Reproduce each of the following lines verbatim, keeping every character and line break unchanged.
:::::
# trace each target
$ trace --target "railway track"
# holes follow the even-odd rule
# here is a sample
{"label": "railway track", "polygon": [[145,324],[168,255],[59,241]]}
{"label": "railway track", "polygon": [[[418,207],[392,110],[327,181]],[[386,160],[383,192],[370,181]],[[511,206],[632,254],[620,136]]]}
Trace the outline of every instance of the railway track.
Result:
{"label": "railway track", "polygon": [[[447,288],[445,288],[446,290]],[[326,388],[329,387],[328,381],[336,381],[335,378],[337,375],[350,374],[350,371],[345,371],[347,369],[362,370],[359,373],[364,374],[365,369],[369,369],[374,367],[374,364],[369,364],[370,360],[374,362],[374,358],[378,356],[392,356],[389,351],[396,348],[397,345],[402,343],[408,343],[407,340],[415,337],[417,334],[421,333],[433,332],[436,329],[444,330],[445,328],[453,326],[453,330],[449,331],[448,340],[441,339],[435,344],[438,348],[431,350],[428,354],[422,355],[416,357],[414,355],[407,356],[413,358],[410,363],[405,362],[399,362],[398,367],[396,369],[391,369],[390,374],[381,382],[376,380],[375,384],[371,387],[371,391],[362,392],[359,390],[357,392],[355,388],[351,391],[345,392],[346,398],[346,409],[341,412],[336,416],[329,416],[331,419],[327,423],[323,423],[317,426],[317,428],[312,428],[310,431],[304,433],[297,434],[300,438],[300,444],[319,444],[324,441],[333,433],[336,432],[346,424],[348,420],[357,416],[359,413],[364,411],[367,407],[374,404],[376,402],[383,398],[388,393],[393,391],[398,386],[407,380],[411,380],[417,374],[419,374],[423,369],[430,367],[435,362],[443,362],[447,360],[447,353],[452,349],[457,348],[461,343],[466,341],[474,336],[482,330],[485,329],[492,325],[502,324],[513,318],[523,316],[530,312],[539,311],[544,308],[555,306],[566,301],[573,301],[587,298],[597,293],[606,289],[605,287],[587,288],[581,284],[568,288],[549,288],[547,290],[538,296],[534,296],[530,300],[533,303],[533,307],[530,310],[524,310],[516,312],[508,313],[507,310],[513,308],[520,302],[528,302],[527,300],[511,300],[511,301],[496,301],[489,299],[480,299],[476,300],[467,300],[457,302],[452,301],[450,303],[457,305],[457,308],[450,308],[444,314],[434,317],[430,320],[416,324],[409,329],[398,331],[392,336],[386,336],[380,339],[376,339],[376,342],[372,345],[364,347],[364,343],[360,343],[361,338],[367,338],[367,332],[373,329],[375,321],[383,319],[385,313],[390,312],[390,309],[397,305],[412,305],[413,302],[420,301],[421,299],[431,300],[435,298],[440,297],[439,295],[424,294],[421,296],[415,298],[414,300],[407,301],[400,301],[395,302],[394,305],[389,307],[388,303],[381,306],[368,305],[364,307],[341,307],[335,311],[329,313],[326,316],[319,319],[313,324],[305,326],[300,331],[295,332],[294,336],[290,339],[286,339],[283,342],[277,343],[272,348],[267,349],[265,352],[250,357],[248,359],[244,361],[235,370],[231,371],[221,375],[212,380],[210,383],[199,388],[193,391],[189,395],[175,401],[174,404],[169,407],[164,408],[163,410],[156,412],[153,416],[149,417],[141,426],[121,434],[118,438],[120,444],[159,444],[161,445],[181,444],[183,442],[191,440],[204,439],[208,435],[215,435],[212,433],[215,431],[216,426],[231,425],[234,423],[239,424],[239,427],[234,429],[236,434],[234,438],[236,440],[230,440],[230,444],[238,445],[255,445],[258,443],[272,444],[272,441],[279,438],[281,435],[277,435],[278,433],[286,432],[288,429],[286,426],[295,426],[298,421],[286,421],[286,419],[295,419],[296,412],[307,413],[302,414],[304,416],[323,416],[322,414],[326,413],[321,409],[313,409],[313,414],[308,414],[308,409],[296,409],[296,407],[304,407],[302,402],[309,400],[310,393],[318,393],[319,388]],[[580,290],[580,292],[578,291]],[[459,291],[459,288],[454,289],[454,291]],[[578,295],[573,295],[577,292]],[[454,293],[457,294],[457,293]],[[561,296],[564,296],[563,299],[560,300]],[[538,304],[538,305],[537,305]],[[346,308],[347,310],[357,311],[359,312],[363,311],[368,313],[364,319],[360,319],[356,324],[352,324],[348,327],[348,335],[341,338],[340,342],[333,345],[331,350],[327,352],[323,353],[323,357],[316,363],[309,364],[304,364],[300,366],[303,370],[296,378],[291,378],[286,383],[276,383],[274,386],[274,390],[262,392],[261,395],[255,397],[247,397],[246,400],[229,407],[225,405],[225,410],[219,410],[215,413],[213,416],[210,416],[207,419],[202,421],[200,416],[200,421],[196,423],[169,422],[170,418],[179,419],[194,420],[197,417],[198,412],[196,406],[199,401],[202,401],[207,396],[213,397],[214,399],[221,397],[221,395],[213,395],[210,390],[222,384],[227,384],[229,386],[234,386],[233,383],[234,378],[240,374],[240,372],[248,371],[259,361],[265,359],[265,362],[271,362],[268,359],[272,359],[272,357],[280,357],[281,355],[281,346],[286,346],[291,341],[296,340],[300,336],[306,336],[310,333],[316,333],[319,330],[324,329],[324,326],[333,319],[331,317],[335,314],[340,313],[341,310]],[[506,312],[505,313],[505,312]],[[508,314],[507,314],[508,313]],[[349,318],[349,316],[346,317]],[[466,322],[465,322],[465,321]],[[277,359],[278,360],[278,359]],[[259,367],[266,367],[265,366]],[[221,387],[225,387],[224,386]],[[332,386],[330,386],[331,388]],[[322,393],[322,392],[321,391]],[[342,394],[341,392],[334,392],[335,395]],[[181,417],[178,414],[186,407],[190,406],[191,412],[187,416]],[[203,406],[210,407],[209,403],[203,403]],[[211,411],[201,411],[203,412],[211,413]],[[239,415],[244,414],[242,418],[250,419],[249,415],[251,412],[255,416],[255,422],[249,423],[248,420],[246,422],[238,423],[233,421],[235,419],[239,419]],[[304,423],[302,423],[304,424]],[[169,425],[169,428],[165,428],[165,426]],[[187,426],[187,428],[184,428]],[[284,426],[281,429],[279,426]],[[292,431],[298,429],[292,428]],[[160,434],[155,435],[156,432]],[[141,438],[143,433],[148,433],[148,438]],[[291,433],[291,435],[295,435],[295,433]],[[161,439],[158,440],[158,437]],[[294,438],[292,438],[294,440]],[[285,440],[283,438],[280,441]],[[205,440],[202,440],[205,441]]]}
:::::
Written answer:
# trace each target
$ trace --target "railway track"
# holes follow the even-odd rule
# here is a sample
{"label": "railway track", "polygon": [[145,324],[168,255],[59,241]]}
{"label": "railway track", "polygon": [[[418,207],[392,110],[327,181]],[[386,160],[383,192],[370,181]],[[511,206],[632,254],[620,136]]]}
Trace the outline of every instance of the railway track.
Result:
{"label": "railway track", "polygon": [[[447,288],[445,288],[446,290]],[[326,388],[329,387],[328,381],[336,381],[335,378],[337,375],[350,374],[350,371],[345,371],[347,369],[362,370],[359,373],[364,374],[365,369],[369,369],[374,367],[374,364],[369,364],[370,360],[374,362],[374,358],[378,356],[392,356],[389,351],[396,348],[397,345],[402,343],[408,343],[407,340],[415,337],[417,334],[421,333],[433,332],[436,329],[444,330],[445,328],[453,326],[453,330],[449,331],[448,340],[441,339],[435,344],[438,348],[431,350],[428,354],[422,355],[416,357],[414,355],[407,356],[413,358],[410,363],[405,362],[399,362],[398,367],[396,369],[391,369],[390,374],[381,382],[376,380],[375,384],[371,387],[371,391],[362,392],[359,390],[357,392],[355,388],[351,391],[345,392],[346,398],[346,409],[341,412],[336,416],[329,416],[331,419],[327,423],[323,423],[317,426],[317,428],[312,428],[310,431],[304,433],[297,434],[300,438],[300,444],[319,444],[324,441],[333,433],[336,432],[346,424],[348,420],[357,416],[359,413],[364,411],[367,407],[374,404],[376,402],[383,398],[388,393],[393,391],[398,386],[407,380],[411,380],[417,374],[419,374],[423,369],[430,367],[435,362],[443,362],[447,360],[447,353],[452,349],[457,348],[461,343],[466,341],[474,336],[482,330],[485,329],[492,325],[502,324],[513,318],[523,316],[530,312],[539,311],[544,308],[555,306],[566,301],[573,301],[587,298],[597,293],[606,289],[605,287],[587,288],[581,284],[568,288],[549,288],[547,290],[538,296],[534,296],[530,300],[533,303],[533,307],[530,310],[524,310],[516,312],[508,313],[507,310],[513,308],[520,302],[528,302],[527,300],[511,300],[511,301],[496,301],[489,299],[480,299],[476,300],[467,300],[457,302],[452,301],[450,303],[457,305],[457,308],[450,308],[444,314],[434,317],[430,320],[416,324],[409,329],[398,331],[392,336],[386,336],[380,339],[376,339],[376,342],[372,345],[364,347],[364,343],[360,343],[361,338],[367,338],[367,332],[373,329],[375,321],[383,319],[385,313],[390,312],[390,309],[397,305],[412,305],[413,302],[420,301],[421,299],[431,300],[435,298],[440,297],[439,295],[424,294],[421,296],[415,298],[414,300],[407,301],[400,301],[395,302],[394,305],[389,307],[388,303],[381,306],[368,305],[364,307],[341,307],[335,311],[329,313],[326,316],[319,319],[313,324],[305,326],[300,331],[295,332],[294,336],[290,339],[286,339],[283,342],[277,343],[272,348],[267,349],[265,352],[250,357],[248,359],[244,361],[235,370],[231,371],[221,375],[212,380],[210,383],[199,388],[193,391],[189,395],[175,401],[174,404],[169,407],[164,408],[163,410],[156,412],[153,416],[149,417],[141,426],[121,434],[118,438],[120,444],[159,444],[161,445],[181,444],[183,442],[191,440],[204,439],[208,435],[215,435],[212,433],[215,431],[216,426],[231,425],[234,423],[239,424],[239,427],[234,429],[236,434],[234,438],[236,440],[230,440],[230,444],[238,445],[255,445],[258,443],[272,444],[272,441],[279,438],[281,435],[277,435],[278,433],[286,432],[288,429],[286,426],[295,426],[298,421],[286,421],[286,419],[295,419],[296,412],[307,413],[302,414],[304,416],[323,416],[322,414],[326,413],[321,409],[313,409],[313,414],[308,414],[308,409],[296,409],[296,407],[304,407],[302,402],[309,400],[310,393],[318,393],[319,388]],[[580,290],[580,292],[578,291]],[[459,291],[459,288],[454,289],[454,291]],[[578,295],[573,295],[577,292]],[[454,293],[457,294],[457,293]],[[561,296],[564,296],[563,299],[560,300]],[[538,304],[538,305],[537,305]],[[346,308],[347,310],[357,311],[359,312],[363,311],[368,313],[364,319],[360,319],[356,324],[352,324],[348,327],[348,335],[341,338],[340,342],[333,345],[331,350],[327,352],[323,353],[323,357],[316,363],[309,364],[304,364],[300,366],[303,370],[296,378],[291,378],[286,383],[276,383],[274,386],[274,390],[262,392],[261,395],[255,397],[247,397],[246,400],[229,407],[225,405],[225,410],[219,410],[215,413],[213,416],[210,416],[207,419],[202,421],[200,416],[200,421],[196,423],[169,422],[170,418],[179,419],[194,420],[197,417],[198,412],[196,406],[199,401],[202,401],[207,396],[213,397],[214,399],[221,397],[221,395],[213,395],[210,390],[222,384],[227,384],[229,386],[234,386],[233,383],[234,378],[240,374],[240,372],[248,371],[259,361],[265,359],[265,362],[271,362],[268,359],[272,359],[272,357],[280,357],[281,355],[281,346],[286,346],[291,341],[296,340],[300,336],[306,336],[310,333],[316,333],[319,330],[324,329],[324,326],[333,319],[331,317],[335,314],[340,313],[341,310]],[[506,312],[505,313],[505,312]],[[508,314],[507,314],[508,313]],[[349,318],[349,316],[346,317]],[[466,322],[465,322],[465,321]],[[277,359],[278,360],[278,359]],[[259,367],[266,367],[265,366]],[[221,387],[225,387],[224,386]],[[332,386],[330,386],[331,388]],[[322,393],[322,392],[321,391]],[[342,394],[341,392],[334,392],[335,395]],[[181,417],[178,414],[186,407],[190,406],[191,412],[187,416]],[[203,406],[210,407],[209,403],[203,403]],[[211,411],[201,411],[203,412],[211,413]],[[239,415],[244,414],[242,418],[250,419],[249,415],[251,412],[255,416],[255,422],[249,423],[248,420],[246,422],[238,423],[233,421],[235,419],[239,419]],[[304,423],[302,423],[304,424]],[[169,425],[169,428],[165,428],[165,426]],[[187,426],[187,428],[184,428]],[[284,426],[281,429],[279,426]],[[292,431],[298,429],[292,428]],[[160,434],[155,435],[156,432]],[[141,438],[143,433],[148,433],[148,438]],[[291,433],[291,435],[295,435],[295,433]],[[161,439],[158,440],[158,437]],[[294,438],[292,438],[294,440]],[[285,440],[283,438],[280,441]],[[205,440],[202,440],[205,441]]]}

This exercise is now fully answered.